▸ Written task
Quote, word for word, everything from the start of the items down through the line that contains "M 14 96 L 7".

▸ Given records
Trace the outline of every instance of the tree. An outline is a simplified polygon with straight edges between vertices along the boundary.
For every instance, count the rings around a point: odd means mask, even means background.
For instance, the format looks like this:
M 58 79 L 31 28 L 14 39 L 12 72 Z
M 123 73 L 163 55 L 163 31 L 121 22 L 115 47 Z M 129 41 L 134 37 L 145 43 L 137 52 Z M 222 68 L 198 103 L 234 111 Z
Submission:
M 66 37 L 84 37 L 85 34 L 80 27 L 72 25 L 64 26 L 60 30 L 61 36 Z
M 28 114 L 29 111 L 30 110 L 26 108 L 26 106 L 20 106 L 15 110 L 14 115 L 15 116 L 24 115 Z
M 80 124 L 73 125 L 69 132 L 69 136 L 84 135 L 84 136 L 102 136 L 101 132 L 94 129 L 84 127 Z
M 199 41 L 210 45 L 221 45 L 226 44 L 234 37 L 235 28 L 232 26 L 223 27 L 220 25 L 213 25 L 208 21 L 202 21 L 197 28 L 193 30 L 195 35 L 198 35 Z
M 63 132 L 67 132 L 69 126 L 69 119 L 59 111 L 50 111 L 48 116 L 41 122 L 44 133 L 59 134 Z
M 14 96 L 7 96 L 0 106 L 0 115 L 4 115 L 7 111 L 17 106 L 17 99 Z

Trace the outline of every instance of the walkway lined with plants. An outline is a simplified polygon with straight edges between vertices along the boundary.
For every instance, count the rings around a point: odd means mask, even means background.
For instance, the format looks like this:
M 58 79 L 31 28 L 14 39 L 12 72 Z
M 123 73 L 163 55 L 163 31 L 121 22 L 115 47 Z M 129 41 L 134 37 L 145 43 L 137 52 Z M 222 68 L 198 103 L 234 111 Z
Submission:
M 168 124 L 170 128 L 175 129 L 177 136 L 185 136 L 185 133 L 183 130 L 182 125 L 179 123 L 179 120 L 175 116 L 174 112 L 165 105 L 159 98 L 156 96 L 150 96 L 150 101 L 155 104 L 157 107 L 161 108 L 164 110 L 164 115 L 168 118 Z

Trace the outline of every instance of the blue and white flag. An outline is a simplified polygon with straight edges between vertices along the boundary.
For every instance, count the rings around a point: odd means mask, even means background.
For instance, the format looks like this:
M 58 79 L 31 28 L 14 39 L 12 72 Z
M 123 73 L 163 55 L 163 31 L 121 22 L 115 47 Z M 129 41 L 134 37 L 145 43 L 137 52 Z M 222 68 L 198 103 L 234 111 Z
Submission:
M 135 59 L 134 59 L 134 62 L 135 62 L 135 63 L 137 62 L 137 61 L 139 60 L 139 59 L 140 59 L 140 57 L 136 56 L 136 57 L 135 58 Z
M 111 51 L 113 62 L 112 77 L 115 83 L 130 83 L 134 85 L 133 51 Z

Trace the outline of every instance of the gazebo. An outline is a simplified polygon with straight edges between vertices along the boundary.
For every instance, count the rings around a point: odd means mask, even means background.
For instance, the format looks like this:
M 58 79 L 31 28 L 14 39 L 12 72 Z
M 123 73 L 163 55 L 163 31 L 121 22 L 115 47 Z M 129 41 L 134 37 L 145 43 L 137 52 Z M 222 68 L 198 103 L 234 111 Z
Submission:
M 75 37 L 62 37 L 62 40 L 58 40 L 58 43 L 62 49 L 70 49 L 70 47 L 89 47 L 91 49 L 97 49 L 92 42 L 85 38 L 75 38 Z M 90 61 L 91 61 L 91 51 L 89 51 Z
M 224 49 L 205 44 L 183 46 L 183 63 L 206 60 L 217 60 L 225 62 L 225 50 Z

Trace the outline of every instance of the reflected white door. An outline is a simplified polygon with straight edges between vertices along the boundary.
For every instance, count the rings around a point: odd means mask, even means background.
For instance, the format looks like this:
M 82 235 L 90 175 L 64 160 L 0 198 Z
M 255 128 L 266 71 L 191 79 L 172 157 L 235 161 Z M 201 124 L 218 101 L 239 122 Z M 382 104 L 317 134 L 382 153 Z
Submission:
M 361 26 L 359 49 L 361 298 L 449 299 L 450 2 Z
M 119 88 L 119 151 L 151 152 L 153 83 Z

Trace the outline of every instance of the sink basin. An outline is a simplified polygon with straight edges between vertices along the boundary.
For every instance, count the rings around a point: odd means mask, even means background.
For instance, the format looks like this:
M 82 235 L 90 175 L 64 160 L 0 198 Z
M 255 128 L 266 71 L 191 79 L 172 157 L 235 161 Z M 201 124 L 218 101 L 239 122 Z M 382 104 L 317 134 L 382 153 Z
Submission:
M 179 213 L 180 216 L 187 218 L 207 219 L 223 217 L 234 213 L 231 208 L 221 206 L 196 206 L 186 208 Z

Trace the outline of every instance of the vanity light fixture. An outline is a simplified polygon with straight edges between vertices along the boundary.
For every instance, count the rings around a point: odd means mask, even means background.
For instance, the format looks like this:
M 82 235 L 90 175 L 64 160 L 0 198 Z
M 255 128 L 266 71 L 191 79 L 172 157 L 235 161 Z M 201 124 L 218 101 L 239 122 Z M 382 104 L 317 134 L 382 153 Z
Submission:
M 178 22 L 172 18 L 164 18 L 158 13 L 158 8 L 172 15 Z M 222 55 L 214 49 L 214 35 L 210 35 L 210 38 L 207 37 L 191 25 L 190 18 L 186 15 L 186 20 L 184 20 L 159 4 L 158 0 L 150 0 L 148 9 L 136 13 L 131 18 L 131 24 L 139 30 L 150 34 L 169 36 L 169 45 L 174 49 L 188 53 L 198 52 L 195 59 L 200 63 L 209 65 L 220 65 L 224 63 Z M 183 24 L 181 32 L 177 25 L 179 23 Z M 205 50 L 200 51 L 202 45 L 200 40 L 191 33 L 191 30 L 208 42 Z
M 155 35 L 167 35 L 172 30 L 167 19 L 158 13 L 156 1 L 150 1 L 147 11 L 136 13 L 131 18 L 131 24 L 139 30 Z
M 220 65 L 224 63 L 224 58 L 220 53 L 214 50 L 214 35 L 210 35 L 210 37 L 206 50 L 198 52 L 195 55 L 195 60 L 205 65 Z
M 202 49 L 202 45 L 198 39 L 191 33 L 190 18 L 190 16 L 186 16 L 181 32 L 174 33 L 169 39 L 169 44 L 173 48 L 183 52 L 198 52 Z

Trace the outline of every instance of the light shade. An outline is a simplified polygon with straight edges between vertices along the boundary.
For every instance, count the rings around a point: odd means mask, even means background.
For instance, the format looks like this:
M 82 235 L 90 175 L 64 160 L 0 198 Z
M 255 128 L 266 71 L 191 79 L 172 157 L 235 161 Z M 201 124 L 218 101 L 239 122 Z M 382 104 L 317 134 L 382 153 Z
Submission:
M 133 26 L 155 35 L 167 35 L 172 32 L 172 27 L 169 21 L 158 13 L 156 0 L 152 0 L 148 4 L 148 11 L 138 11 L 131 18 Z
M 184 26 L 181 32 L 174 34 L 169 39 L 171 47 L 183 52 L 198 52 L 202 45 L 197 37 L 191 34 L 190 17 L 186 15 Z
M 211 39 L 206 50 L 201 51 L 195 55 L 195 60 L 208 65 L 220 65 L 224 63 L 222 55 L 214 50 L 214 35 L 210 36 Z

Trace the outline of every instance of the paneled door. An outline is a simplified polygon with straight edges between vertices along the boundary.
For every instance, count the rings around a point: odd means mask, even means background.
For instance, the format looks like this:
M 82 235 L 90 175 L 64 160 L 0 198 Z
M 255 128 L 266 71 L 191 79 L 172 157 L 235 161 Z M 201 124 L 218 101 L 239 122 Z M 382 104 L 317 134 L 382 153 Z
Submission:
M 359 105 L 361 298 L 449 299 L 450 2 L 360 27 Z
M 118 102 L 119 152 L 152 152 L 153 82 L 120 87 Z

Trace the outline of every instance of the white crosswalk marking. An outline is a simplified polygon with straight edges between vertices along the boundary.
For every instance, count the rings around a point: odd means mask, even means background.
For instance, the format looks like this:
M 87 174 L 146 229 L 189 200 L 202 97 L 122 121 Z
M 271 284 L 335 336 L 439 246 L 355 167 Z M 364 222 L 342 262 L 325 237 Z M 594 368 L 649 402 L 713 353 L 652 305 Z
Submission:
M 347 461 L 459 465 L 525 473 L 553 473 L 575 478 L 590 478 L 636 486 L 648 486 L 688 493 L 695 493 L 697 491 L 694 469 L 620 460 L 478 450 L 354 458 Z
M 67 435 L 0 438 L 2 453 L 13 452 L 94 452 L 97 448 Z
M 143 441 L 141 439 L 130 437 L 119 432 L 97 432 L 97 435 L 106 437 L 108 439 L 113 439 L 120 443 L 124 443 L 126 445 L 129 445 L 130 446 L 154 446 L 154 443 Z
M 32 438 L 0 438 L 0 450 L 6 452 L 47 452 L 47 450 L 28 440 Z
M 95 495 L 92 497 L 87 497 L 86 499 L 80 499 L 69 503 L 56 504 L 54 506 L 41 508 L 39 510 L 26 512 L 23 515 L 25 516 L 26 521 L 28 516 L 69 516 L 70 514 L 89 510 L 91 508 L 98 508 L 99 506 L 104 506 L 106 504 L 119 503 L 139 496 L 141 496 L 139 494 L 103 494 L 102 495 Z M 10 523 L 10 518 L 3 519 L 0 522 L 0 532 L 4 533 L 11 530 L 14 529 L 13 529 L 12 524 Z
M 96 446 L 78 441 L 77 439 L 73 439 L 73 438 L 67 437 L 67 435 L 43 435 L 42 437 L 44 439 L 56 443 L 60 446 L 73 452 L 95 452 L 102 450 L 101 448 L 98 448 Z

▸ Task result
Trace the outline of every instance of the tree. An outline is a simplified polygon with straight edges between vertices along the boundary.
For every instance, count the rings around a point: odd means mask, even means background.
For instance, the format looks like this:
M 58 79 L 31 28 L 14 39 L 12 72 Z
M 123 73 L 163 55 L 163 31 L 121 22 L 115 47 Z M 129 41 L 134 37 L 145 43 L 137 52 Z M 222 68 L 198 103 L 234 111 Z
Submission:
M 66 37 L 84 37 L 85 34 L 80 27 L 72 25 L 64 26 L 60 30 L 61 36 Z
M 28 114 L 29 111 L 30 110 L 26 108 L 26 106 L 20 106 L 15 110 L 14 115 L 15 116 L 24 115 Z
M 80 124 L 73 125 L 69 132 L 69 136 L 84 135 L 84 136 L 102 136 L 101 132 L 94 129 L 84 127 Z
M 199 41 L 210 45 L 221 45 L 226 44 L 234 37 L 235 28 L 232 26 L 223 27 L 220 25 L 213 25 L 208 21 L 202 21 L 197 28 L 193 30 L 195 35 L 198 35 Z
M 63 132 L 67 132 L 69 126 L 69 119 L 59 111 L 50 111 L 48 116 L 41 122 L 44 133 L 59 134 Z
M 14 96 L 7 96 L 0 106 L 0 115 L 4 115 L 7 111 L 17 106 L 17 99 Z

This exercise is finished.